He again acquired a sailboat, christened it “Fubar” and would go on to participate in numerous races around the East Coast.  In 2009, he met the love of his life Kelley and they began to build their family.  Chris and Kelley moved to Chester, NS in 2012, added two more children to their merry band and made a home that was always warm and open to friends and family.

In 2015, he was selected for the role of DCO at 12 Air Maintenance Squadron – the first aircrew to ever fill the position.  In 2016, he deployed to Romania as part of NATO’s Multi-National Division Southeast HQ. In 2017, he completed the Joint Command and Staff Program at the Canadian Forces College, graduating with a Masters in Defence Studies. He was promoted to Lieutenant-Colonel and was posted to the Canadian Joint Operations Command Headquarters as the Section Head, J5 Indo-Asia Pacific.  Here he deployed to Dominica for relief operations following Hurricane Maria and later to the Pacific.

Problem to solve: Rewrite everything in the career passage from "In 2015, he" down to "to the Pacific.", putting "Lt.-Col." in place of "Lieutenant-Colonel".

Data extract:
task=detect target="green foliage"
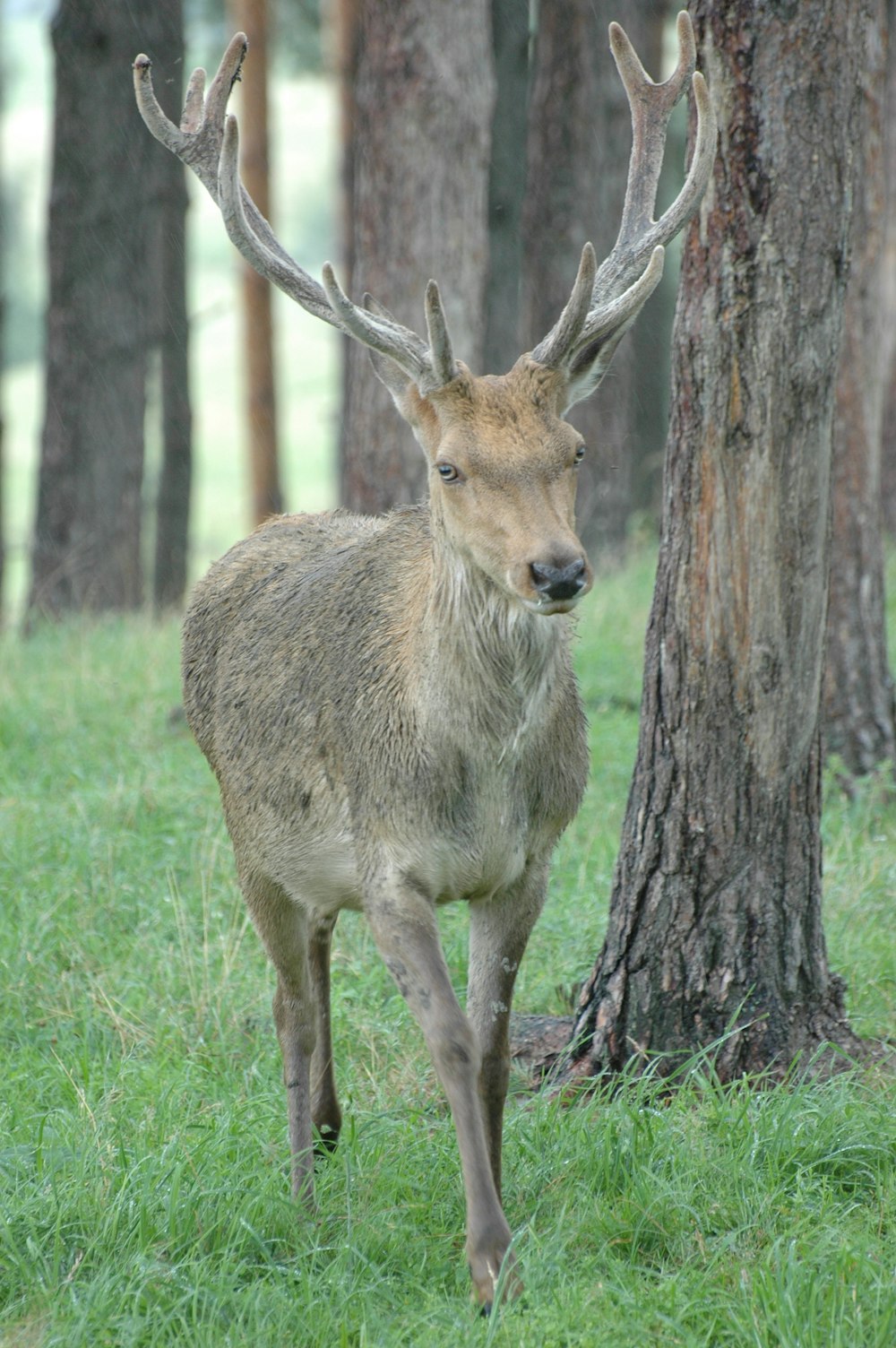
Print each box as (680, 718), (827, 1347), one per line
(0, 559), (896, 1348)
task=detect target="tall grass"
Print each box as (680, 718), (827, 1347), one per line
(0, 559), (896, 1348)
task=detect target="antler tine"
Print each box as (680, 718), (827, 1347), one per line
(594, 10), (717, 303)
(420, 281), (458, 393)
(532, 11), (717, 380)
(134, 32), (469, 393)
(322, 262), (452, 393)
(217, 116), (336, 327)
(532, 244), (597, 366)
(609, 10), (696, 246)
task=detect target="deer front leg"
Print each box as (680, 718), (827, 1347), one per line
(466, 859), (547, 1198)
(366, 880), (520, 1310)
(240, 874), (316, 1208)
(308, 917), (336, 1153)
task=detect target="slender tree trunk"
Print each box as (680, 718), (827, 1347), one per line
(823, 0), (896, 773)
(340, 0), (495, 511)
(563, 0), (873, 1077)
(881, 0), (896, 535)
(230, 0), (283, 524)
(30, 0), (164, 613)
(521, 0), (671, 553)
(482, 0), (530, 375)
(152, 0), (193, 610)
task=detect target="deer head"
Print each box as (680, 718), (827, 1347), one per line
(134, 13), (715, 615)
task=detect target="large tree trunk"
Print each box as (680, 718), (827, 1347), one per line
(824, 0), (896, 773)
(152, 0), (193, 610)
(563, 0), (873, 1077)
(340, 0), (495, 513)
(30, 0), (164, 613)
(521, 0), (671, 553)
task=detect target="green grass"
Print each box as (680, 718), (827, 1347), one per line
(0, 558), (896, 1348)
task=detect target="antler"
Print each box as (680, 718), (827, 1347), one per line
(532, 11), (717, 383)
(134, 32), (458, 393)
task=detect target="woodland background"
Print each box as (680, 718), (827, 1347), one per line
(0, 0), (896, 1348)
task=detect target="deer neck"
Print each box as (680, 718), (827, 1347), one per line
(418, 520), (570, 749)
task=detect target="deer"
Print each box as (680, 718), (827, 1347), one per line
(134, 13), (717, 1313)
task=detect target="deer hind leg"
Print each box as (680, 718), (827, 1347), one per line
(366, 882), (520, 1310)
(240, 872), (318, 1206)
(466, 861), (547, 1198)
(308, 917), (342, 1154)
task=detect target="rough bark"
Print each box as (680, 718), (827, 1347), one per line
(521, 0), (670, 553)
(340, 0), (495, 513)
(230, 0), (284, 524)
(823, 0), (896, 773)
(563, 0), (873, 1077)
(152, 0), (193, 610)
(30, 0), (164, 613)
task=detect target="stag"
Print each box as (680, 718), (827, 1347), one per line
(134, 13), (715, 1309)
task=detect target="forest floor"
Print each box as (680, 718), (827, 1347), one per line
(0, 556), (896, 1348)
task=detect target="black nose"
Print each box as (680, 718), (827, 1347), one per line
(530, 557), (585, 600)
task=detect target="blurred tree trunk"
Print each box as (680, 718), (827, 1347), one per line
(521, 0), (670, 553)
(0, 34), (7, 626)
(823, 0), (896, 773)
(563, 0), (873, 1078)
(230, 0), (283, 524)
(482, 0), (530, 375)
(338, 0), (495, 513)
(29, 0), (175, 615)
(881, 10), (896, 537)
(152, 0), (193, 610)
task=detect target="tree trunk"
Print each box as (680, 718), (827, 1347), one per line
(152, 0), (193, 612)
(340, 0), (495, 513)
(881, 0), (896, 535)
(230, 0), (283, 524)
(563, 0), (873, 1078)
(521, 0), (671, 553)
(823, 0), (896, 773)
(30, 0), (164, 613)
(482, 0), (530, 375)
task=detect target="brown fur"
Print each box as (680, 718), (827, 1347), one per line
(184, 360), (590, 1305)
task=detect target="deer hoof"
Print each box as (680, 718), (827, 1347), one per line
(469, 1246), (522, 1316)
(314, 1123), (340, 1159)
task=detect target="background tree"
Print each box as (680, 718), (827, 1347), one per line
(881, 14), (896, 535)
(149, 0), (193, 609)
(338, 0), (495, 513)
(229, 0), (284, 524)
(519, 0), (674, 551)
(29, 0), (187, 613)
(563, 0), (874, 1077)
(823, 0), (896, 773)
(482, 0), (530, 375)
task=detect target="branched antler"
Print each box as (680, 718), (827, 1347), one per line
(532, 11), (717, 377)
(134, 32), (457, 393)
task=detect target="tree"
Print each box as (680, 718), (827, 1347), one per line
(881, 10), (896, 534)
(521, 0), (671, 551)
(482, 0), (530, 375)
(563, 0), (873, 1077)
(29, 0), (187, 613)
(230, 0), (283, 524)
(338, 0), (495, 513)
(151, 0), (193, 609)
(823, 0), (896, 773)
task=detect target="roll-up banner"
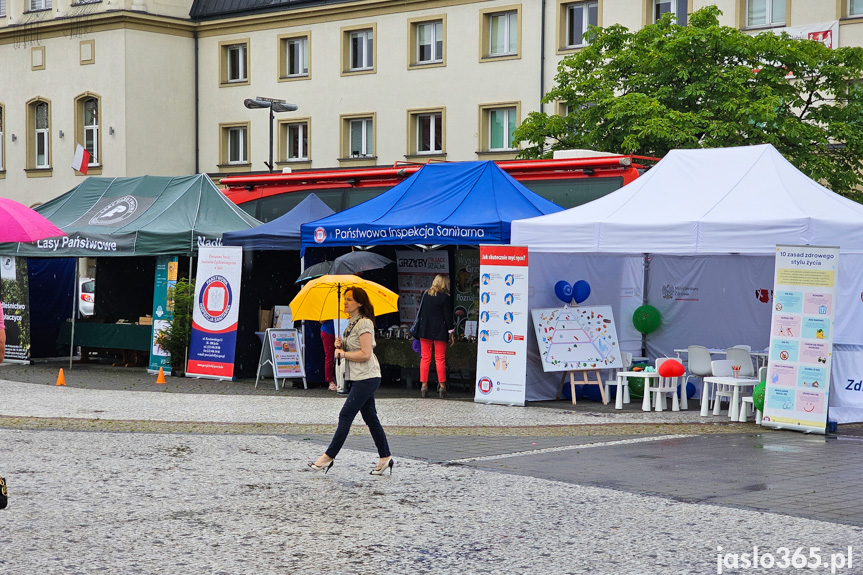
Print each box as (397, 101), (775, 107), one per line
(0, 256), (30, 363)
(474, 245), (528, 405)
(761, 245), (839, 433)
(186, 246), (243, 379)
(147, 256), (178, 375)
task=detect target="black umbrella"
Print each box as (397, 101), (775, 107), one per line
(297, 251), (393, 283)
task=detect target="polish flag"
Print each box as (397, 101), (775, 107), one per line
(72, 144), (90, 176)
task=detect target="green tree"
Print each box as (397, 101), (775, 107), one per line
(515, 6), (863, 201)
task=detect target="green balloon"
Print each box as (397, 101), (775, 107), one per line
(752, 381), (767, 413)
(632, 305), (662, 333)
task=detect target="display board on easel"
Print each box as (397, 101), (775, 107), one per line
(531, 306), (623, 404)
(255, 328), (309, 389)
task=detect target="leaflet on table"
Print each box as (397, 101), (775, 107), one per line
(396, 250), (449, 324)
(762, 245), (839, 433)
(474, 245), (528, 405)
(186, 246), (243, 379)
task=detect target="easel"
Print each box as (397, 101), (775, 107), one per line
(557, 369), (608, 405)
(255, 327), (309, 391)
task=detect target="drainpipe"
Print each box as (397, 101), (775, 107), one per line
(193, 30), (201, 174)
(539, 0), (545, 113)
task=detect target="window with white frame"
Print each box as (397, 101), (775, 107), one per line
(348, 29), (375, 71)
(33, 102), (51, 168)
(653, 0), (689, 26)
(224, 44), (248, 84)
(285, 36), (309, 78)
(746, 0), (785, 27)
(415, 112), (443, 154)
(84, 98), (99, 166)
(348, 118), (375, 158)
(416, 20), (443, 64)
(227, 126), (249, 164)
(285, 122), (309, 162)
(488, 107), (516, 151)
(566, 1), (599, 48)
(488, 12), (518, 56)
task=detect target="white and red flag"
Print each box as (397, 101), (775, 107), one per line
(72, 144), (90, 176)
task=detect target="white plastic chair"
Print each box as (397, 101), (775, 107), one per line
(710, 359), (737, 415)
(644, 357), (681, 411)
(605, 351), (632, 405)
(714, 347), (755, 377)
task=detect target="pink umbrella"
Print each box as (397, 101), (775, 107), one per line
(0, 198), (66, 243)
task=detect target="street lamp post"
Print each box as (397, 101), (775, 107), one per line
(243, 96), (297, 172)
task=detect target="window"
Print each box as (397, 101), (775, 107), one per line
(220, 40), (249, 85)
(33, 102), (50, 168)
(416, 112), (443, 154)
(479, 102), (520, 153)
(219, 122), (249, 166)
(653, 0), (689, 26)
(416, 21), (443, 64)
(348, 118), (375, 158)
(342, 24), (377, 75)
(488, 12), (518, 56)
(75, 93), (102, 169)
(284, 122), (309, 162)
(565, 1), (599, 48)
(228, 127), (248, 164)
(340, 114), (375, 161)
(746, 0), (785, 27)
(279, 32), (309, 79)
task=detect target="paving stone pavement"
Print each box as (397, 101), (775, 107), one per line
* * *
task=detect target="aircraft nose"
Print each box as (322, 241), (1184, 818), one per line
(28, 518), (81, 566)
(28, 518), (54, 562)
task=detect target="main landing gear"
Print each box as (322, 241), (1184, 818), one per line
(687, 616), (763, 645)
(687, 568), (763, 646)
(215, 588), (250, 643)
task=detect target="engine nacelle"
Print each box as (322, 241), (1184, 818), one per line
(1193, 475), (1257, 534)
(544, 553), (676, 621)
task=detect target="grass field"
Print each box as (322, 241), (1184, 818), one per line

Answer box:
In 2015, he was selected for the role of DCO at 12 Air Maintenance Squadron – the first aircrew to ever fill the position.  In 2016, he deployed to Romania as part of NATO’s Multi-National Division Southeast HQ. In 2017, he completed the Joint Command and Staff Program at the Canadian Forces College, graduating with a Masters in Defence Studies. He was promoted to Lt.-Col. and was posted to the Canadian Joint Operations Command Headquarters as the Section Head, J5 Indo-Asia Pacific.  Here he deployed to Dominica for relief operations following Hurricane Maria and later to the Pacific.